------ TASK INPUTS ------

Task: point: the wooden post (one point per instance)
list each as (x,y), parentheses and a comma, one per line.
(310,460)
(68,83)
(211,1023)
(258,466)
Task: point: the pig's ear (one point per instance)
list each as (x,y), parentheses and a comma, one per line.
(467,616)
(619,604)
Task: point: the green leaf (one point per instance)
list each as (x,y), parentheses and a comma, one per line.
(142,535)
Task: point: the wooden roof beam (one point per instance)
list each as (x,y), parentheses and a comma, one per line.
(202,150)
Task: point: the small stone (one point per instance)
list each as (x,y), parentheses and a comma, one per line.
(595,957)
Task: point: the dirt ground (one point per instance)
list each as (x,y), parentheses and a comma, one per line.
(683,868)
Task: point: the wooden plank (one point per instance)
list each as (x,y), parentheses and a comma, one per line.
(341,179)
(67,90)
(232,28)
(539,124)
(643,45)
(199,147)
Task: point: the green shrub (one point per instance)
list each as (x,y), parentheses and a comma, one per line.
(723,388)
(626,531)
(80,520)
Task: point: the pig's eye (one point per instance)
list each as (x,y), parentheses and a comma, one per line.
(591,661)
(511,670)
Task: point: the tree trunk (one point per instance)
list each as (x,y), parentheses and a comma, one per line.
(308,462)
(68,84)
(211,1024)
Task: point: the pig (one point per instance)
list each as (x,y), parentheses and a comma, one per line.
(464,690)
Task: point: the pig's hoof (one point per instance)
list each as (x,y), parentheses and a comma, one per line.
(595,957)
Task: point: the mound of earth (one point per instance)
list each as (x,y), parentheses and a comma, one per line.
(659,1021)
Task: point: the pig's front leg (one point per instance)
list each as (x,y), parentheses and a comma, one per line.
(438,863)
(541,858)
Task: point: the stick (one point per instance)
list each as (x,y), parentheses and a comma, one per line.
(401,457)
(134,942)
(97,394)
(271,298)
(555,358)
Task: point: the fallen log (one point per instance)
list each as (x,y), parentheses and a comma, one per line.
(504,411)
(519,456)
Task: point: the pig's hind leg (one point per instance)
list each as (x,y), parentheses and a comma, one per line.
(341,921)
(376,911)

------

WHAT NEEDS TO BE DONE - Above are the records. Copy the lines beginning at the one that has "Task: point: the pig's ear" and ending with the one that has "Task: point: the dirt", unchanged.

EXERCISE RESPONSE -
Task: point: the pig's ear (one point per instance)
list each as (x,y), parentheses and a comma, one per line.
(467,616)
(619,604)
Task: point: the green leaf (one point per instance)
list each as (x,y), parentheses and a comma, one per line.
(142,535)
Task: point: the wooden roof beam (one point per instance)
list each as (x,y), parentheses and a comma, one per line.
(202,150)
Task: point: the small stone (one point per instance)
list each as (x,y), parentheses and a comma, one per line.
(595,957)
Task: point: the dirt ground (one point per instance)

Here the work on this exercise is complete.